#### Baris data

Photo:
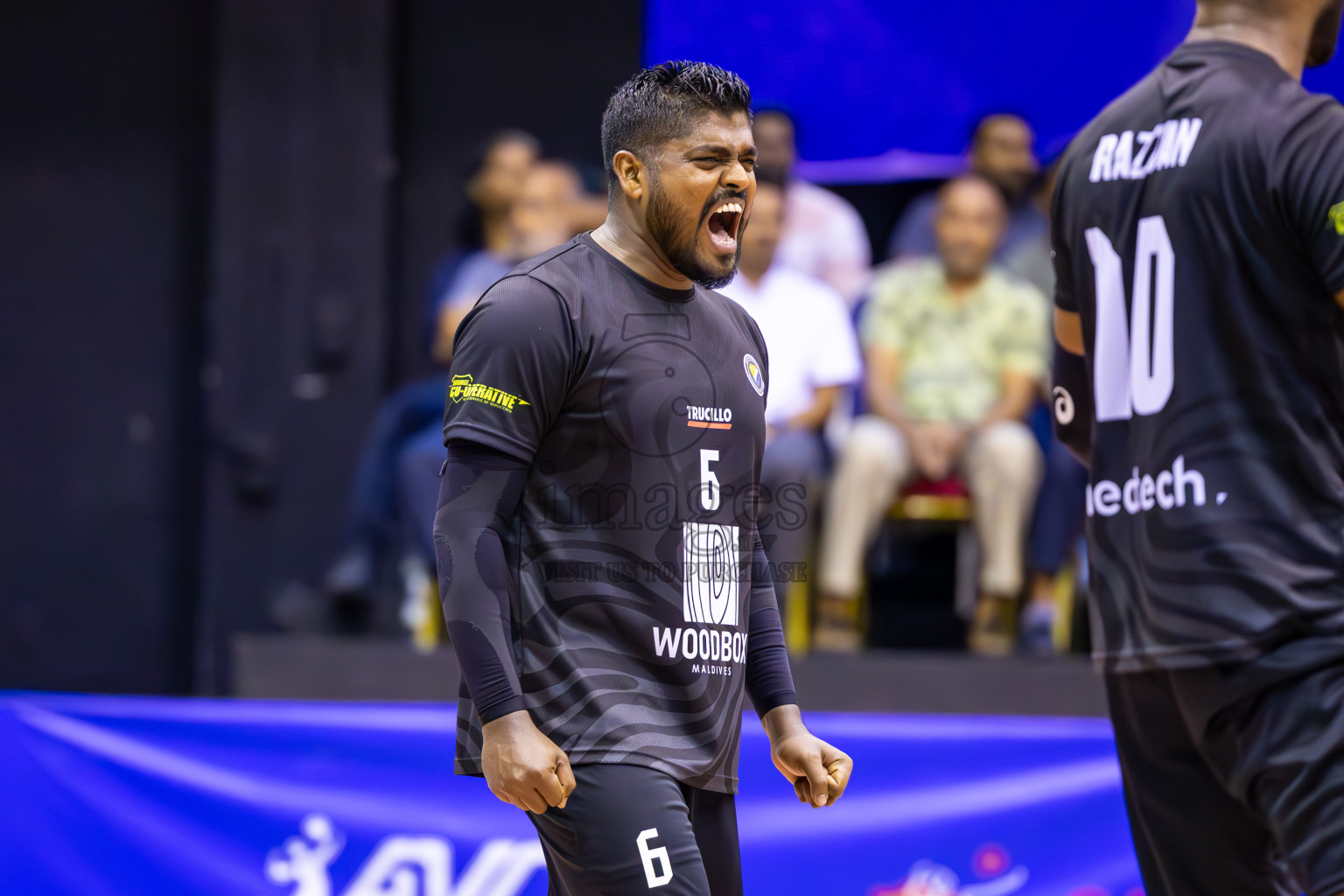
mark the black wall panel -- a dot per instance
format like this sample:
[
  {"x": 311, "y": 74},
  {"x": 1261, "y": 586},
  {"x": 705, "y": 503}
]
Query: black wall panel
[
  {"x": 298, "y": 294},
  {"x": 104, "y": 124}
]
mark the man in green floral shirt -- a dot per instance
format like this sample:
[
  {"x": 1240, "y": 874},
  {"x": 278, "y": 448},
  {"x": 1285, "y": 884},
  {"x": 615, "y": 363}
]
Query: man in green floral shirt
[{"x": 956, "y": 351}]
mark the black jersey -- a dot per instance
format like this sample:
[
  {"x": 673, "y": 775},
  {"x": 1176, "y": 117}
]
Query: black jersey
[
  {"x": 1199, "y": 233},
  {"x": 641, "y": 413}
]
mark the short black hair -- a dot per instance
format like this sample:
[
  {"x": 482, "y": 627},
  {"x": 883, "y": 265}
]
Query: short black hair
[
  {"x": 770, "y": 176},
  {"x": 663, "y": 102}
]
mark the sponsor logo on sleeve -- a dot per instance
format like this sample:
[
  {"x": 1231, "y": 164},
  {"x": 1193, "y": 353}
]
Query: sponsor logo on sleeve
[
  {"x": 1338, "y": 218},
  {"x": 464, "y": 388}
]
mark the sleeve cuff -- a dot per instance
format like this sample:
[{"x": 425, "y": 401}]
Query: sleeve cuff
[
  {"x": 772, "y": 702},
  {"x": 501, "y": 708}
]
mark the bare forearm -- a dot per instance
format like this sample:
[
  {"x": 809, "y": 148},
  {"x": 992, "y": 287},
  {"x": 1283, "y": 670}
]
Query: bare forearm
[{"x": 781, "y": 722}]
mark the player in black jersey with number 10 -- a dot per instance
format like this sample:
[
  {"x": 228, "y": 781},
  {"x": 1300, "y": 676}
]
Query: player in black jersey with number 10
[
  {"x": 1199, "y": 250},
  {"x": 604, "y": 580}
]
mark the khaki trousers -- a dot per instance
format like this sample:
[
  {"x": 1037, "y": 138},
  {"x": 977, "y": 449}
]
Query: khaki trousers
[{"x": 1002, "y": 468}]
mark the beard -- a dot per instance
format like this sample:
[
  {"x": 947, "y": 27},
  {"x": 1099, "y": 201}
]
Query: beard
[
  {"x": 1324, "y": 35},
  {"x": 679, "y": 243}
]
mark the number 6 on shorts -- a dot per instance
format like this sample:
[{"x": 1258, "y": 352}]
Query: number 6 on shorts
[{"x": 648, "y": 856}]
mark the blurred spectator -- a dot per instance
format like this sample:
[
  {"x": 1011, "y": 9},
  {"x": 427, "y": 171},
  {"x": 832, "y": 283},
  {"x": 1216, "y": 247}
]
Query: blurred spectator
[
  {"x": 1058, "y": 520},
  {"x": 549, "y": 210},
  {"x": 824, "y": 235},
  {"x": 489, "y": 243},
  {"x": 1031, "y": 258},
  {"x": 1000, "y": 152},
  {"x": 543, "y": 213},
  {"x": 486, "y": 248},
  {"x": 955, "y": 352},
  {"x": 812, "y": 356}
]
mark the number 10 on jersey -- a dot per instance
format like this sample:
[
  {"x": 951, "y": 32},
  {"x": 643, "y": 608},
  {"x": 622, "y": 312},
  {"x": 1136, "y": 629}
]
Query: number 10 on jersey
[{"x": 1133, "y": 363}]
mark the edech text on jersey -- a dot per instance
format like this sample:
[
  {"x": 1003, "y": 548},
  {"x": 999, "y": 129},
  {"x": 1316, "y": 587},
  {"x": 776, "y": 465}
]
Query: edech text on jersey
[
  {"x": 1141, "y": 494},
  {"x": 1130, "y": 156}
]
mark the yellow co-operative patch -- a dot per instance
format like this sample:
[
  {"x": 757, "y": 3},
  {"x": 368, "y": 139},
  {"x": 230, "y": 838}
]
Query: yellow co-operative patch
[
  {"x": 463, "y": 388},
  {"x": 1338, "y": 218}
]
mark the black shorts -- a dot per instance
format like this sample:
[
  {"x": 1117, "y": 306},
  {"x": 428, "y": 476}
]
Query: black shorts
[
  {"x": 629, "y": 830},
  {"x": 1234, "y": 775}
]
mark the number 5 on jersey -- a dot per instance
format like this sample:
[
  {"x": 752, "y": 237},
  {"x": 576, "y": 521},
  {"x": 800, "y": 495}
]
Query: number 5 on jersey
[
  {"x": 654, "y": 875},
  {"x": 1133, "y": 364},
  {"x": 709, "y": 481}
]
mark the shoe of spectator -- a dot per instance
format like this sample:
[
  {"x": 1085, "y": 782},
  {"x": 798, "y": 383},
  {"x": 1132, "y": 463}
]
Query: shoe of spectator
[
  {"x": 837, "y": 626},
  {"x": 353, "y": 574},
  {"x": 990, "y": 629},
  {"x": 1037, "y": 634}
]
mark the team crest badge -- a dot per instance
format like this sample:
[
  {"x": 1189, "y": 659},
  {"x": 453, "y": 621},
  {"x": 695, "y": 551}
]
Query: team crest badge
[
  {"x": 754, "y": 375},
  {"x": 1338, "y": 218}
]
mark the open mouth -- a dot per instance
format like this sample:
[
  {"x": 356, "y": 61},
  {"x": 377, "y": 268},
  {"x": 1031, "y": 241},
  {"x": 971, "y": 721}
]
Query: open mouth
[{"x": 724, "y": 223}]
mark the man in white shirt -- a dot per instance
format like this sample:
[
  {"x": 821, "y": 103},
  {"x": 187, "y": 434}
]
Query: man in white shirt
[
  {"x": 814, "y": 355},
  {"x": 822, "y": 236}
]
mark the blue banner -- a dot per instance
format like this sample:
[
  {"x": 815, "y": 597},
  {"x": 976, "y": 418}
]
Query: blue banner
[{"x": 117, "y": 795}]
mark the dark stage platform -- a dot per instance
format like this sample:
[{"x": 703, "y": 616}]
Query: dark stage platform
[{"x": 323, "y": 668}]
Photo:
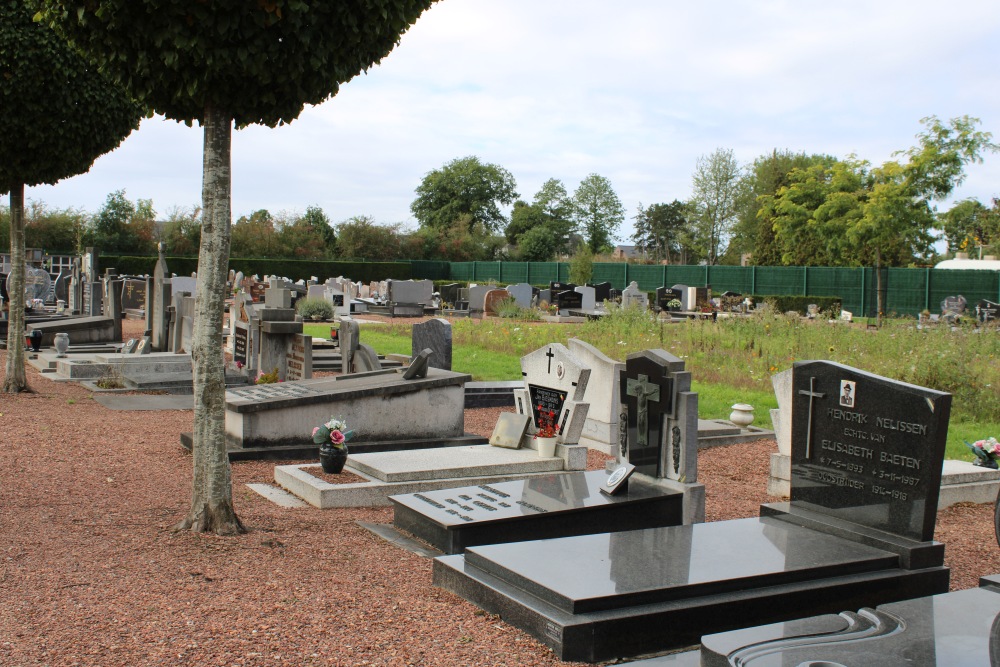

########

Tuliskan kembali tanpa perubahan apa pun baris-baris mulai dari baris yang memuat "mark the dark" sampai akhir entri, dengan kedua ujungnya ikut ditulis. Jangan sertakan gambar dalam jawaban.

→ Jawaban lengkap:
mark the dark stage platform -- a dot per instance
format like this sample:
[{"x": 703, "y": 616}]
Query: dark stage platform
[{"x": 323, "y": 668}]
Photo:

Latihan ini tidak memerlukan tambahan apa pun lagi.